(Image point grounding data)
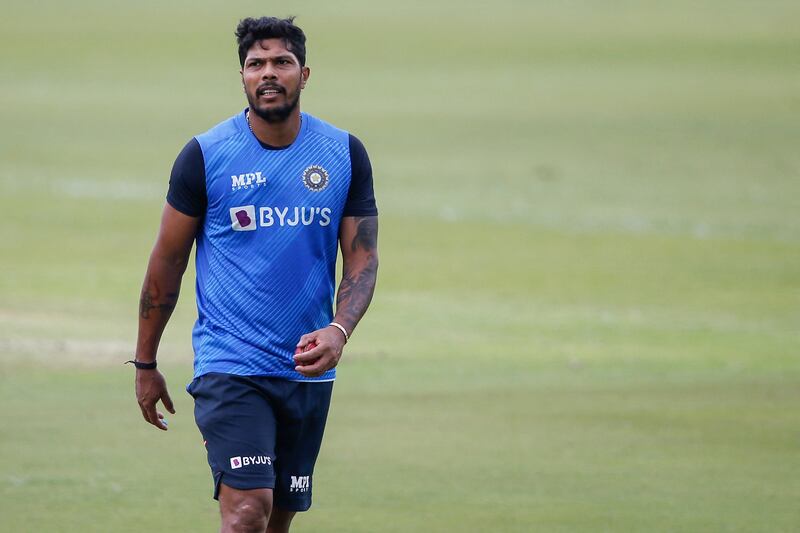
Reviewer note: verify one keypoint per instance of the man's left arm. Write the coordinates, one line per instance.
(358, 240)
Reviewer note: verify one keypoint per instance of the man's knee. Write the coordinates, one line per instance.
(245, 511)
(280, 520)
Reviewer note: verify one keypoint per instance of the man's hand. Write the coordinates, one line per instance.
(151, 387)
(318, 360)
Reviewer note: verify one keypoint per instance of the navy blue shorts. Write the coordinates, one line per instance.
(262, 432)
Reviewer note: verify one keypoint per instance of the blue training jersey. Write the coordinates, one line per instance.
(267, 247)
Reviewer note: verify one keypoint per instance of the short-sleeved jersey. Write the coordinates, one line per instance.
(267, 246)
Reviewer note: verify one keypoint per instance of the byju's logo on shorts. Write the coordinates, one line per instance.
(315, 178)
(248, 180)
(247, 460)
(243, 218)
(300, 484)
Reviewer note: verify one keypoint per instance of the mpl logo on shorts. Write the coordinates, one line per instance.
(300, 484)
(247, 460)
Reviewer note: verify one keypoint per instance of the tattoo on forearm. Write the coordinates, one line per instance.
(357, 286)
(150, 299)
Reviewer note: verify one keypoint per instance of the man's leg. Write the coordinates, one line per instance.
(279, 520)
(245, 511)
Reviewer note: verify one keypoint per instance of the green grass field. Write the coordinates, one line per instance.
(588, 312)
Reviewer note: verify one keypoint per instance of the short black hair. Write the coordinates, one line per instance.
(250, 31)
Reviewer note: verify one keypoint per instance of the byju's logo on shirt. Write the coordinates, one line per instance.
(243, 218)
(249, 180)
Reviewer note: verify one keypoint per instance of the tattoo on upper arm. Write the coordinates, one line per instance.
(366, 236)
(358, 285)
(150, 299)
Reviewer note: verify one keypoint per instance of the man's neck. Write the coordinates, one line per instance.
(275, 133)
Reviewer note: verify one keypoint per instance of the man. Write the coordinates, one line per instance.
(268, 195)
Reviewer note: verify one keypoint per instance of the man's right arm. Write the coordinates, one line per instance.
(160, 291)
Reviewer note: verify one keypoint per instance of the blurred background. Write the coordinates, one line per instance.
(588, 312)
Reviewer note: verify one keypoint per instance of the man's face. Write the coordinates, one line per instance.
(272, 79)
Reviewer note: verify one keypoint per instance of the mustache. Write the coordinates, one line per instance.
(269, 86)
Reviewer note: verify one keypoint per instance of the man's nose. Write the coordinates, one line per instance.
(269, 72)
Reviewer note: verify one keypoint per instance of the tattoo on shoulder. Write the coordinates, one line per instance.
(366, 234)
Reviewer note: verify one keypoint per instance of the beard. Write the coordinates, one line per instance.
(277, 114)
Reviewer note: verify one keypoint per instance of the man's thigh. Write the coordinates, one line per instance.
(301, 416)
(238, 425)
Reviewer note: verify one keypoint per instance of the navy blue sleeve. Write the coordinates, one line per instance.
(187, 183)
(361, 196)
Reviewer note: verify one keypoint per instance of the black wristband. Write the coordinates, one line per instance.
(143, 366)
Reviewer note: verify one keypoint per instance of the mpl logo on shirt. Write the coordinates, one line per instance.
(243, 218)
(248, 180)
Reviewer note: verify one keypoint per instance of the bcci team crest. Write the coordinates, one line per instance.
(315, 178)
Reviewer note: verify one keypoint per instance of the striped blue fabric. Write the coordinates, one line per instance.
(266, 254)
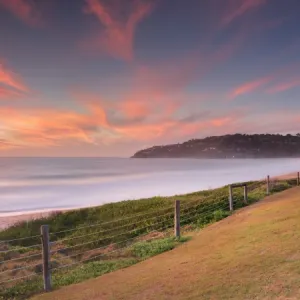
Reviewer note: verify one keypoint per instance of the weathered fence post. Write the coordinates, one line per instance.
(268, 185)
(230, 198)
(245, 194)
(177, 219)
(46, 257)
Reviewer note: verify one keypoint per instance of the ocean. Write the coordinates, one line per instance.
(42, 184)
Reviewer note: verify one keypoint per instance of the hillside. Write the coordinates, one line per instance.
(229, 146)
(253, 254)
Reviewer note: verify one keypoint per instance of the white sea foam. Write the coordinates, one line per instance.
(47, 184)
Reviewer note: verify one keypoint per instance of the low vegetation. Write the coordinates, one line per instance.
(254, 254)
(94, 241)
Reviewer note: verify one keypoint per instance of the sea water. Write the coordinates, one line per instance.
(41, 184)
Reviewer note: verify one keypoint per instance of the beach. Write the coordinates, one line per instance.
(9, 220)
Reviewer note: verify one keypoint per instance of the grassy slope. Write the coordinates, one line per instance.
(253, 254)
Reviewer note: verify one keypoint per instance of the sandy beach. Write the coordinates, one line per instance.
(9, 220)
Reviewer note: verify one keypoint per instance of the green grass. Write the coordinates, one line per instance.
(118, 223)
(151, 248)
(137, 252)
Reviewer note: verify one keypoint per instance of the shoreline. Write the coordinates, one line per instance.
(8, 219)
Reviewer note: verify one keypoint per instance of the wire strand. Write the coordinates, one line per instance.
(15, 279)
(21, 248)
(20, 258)
(95, 241)
(109, 222)
(20, 268)
(103, 254)
(113, 229)
(20, 239)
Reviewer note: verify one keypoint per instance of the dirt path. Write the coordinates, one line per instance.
(254, 254)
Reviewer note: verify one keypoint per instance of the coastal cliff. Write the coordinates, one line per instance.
(229, 146)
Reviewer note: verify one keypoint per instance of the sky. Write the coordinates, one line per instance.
(110, 77)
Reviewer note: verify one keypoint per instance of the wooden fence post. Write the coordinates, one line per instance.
(177, 219)
(268, 185)
(46, 257)
(230, 198)
(245, 194)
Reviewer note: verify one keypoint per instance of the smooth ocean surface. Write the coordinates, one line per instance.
(38, 184)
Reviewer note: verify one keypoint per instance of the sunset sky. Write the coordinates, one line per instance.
(110, 77)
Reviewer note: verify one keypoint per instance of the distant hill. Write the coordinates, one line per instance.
(229, 146)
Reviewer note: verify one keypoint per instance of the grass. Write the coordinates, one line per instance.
(134, 254)
(119, 227)
(253, 254)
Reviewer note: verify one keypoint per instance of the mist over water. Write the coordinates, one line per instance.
(37, 184)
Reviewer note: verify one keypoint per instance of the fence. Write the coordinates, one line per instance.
(50, 252)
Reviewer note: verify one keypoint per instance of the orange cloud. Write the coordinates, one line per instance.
(284, 86)
(25, 10)
(117, 38)
(8, 94)
(238, 8)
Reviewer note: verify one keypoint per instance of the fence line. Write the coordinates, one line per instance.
(183, 213)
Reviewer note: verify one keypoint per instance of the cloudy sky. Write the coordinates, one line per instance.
(109, 77)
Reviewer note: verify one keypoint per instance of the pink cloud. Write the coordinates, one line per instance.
(250, 86)
(117, 37)
(25, 10)
(238, 8)
(281, 87)
(11, 80)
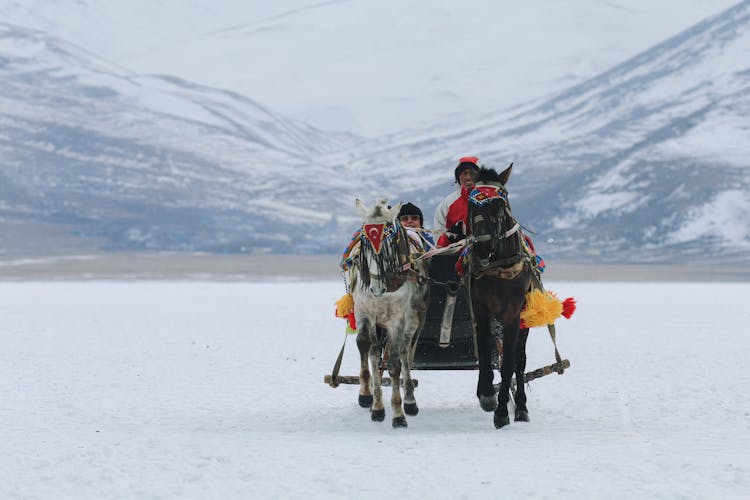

__Task to carry out__:
An exact copy of every line above, minus the pictures, is the required output.

__Problem solution__:
Reviewer note: verify one keypoint per instance of the man's left arm. Write the coordinates, one line per instance.
(358, 240)
Reviewer note: verify one keypoint per instance of the man's knee. Write the coordinates, one line per instance.
(245, 511)
(280, 520)
Reviewer note: verify one keypoint per instance of the man's hand. Write the coordinates, one line per instance.
(151, 387)
(318, 360)
Reviewer note: verify one keypoint per instance of the navy blue shorts. Write the coordinates, one line per instance.
(262, 432)
Reviewer note: verify one keypoint per instance of the blue training jersey. Write the coordinates, one line per instance.
(267, 247)
Reviewer note: verify one keypoint per instance of the short-sleeved jersey. Write the coordinates, one line per instance.
(267, 246)
Reviewer note: verify one keypoint per instance of the byju's logo on shorts. Write the coordinates, one line per instance.
(315, 178)
(248, 180)
(247, 460)
(243, 218)
(300, 484)
Reviewer note: verify one keypoint per instance of the mpl logo on shorts. Write the coordinates, one line per instance.
(300, 484)
(247, 460)
Reviewer note: verify one keypoint per instance of the tattoo on forearm. Write the coordinates, one line per instance.
(357, 286)
(150, 299)
Reviewer note: verify one keypoint per instance of the man's leg. Write the coordinates, one line per instance.
(279, 520)
(245, 511)
Reviewer note: verify one keypoint per instance of the green grass field. Write the coordinates, one line per instance.
(588, 312)
Reviewer note: verify one keypoint per instance of the short black hair. Write the coordinates, one line per instance.
(250, 31)
Reviewer note: verify one keypoint per instance of the byju's logo on shirt. Write the coordinates, one line per instance.
(243, 218)
(249, 180)
Reviewer note: verify one keypoint per instance of the tattoo on upper arm. Write the coordinates, one line per instance.
(366, 236)
(358, 285)
(150, 299)
Reviewer note: verify one keypoint per instance of the man's neck. Write the coordinates, one line per instance.
(275, 133)
Reviewer note: verify one keypoint per instance of the man. Write the coordinates, one line per instance.
(268, 195)
Reviewer note: verify one keypoint per instance of the man's right arm. Write the coordinates, one line per instance.
(160, 291)
Reviewer note: verify one keypoint per instance of the blurred background. Write the coordinates, one line per instance.
(588, 312)
Reviewer note: verify one keypoint per instance of the man's face. Write the coordinates, one line per instance.
(272, 79)
Reviewer note: verify one keypoint per instance of the mustache. Write the coordinates, one line per instance.
(269, 86)
Reviewer note: verify one keypoint per instance of the man's nose. Write the coordinates, one line per instance.
(269, 72)
Reviewer note: verify one keypoint per instance of the tattoo on shoulder. Write the coordinates, one line per instance.
(366, 234)
Reviewer note: verify one keypoint per instance of the beard. Write the coordinates, one line per instance.
(277, 114)
Reviewer note: verify one keypoint per instance of the man's thigh. Write the coordinates, one line per instance.
(301, 416)
(238, 425)
Reviewer note: verify one keypoint per instance of the navy blue sleeve. Write the coordinates, one line per instance.
(187, 183)
(361, 196)
Reviewer note: verify one keypoint per instance of the black wristband. Write the coordinates, one line per instance.
(143, 366)
Reviewer note: verify one keypoint per instance of the mpl logo on shirt. Write the coordinates, one line per instance.
(243, 218)
(248, 180)
Reviewer note: verify one keypoint per instance of the bcci team crest. Write the coordinates, one line per instance.
(315, 178)
Reviewer note: verify one keypoint per instance of the striped blue fabric. Write the coordinates, one line per instance.
(266, 254)
Reviewer note: verify one keypoint per instance of the weathered fence post. Write the coordinates, one line per instance.
(268, 185)
(230, 198)
(245, 194)
(177, 219)
(46, 257)
Reviewer note: verify one keypoint per instance of the ocean. Write the coordinates, one line per instance.
(42, 184)
Reviewer note: verify one keypoint per instance of the hillside. Write the coordinates, one line per instance.
(229, 146)
(253, 254)
Reviewer note: verify one keypoint per instance of the white sea foam. Write the coordinates, one line per instance.
(47, 184)
Reviewer note: verify one keypoint per instance of the low vegetation. Write the coordinates, one line per instance.
(254, 254)
(94, 241)
Reviewer note: verify one keypoint per instance of the sea water. Write the coordinates, one line per instance.
(41, 184)
Reviewer note: verify one keypoint per instance of the beach. Write the coordinates, one line per instance.
(9, 220)
Reviewer note: verify one keypoint per instance of the grassy slope. Write the coordinates, one line per instance.
(253, 254)
Reviewer note: verify one keypoint per instance of the sandy beach. Write the coordinates, one line per instance.
(9, 220)
Reviewer note: verify one keypoint per instance of the green grass. Write the coordinates, one line per instance.
(118, 223)
(151, 248)
(137, 252)
Reviewer note: verify one keypoint per instance of the shoreline. Write the coordinates, one line per instance.
(8, 219)
Reviewer note: verify one keypoint per instance of the wire strand. Write the coordinates, one line per instance.
(15, 279)
(21, 248)
(20, 258)
(95, 241)
(109, 222)
(20, 268)
(103, 254)
(113, 229)
(20, 239)
Reviewer note: verify one keypoint per instance of the dirt path. Write the coordinates, one line per instance.
(254, 254)
Reviewer note: verify one keypoint per instance of the coastal cliff. Write the coordinates, one line per instance.
(229, 146)
Reviewer note: verify one keypoint per instance of the sky. Write the coordinates, one line per instance.
(110, 77)
Reviewer note: verify one keypoint per instance of the wooden fence post. Write the coordinates, one line per instance.
(177, 219)
(268, 185)
(46, 257)
(230, 198)
(245, 194)
Reviewer note: verify one keypoint per instance of the smooth ocean surface. Write the coordinates, one line per instance.
(38, 184)
Reviewer note: verify one keypoint per instance of the sunset sky. Write the coordinates, one line per instance.
(110, 77)
Reviewer note: verify one keypoint per instance of the distant hill. Write the coordinates, one line per instance.
(229, 146)
Reviewer note: verify one keypoint per instance of the grass. Write the coordinates, one line per instance.
(134, 254)
(119, 227)
(253, 254)
Reviewer note: verify one keypoint per instance of the mist over water. Write the coordinates, one line per instance.
(37, 184)
Reviewer note: verify one keypoint per instance of the fence. Write the coordinates, one line per instance.
(50, 252)
Reviewer note: verify one keypoint per instance of the orange cloud. Write the coordinates, one line per instance.
(284, 86)
(25, 10)
(117, 38)
(8, 94)
(238, 8)
Reviewer note: verify one keypoint per instance of the fence line. Write the coordinates, one line per instance.
(183, 213)
Reviewer note: verify one keypoint per instance of the cloudy sky. Write the coordinates, one line per instance.
(109, 77)
Reviewer note: verify one keypoint per instance of the pink cloud. Write the coordinates, one line per instance.
(250, 86)
(117, 37)
(25, 10)
(238, 8)
(281, 87)
(11, 80)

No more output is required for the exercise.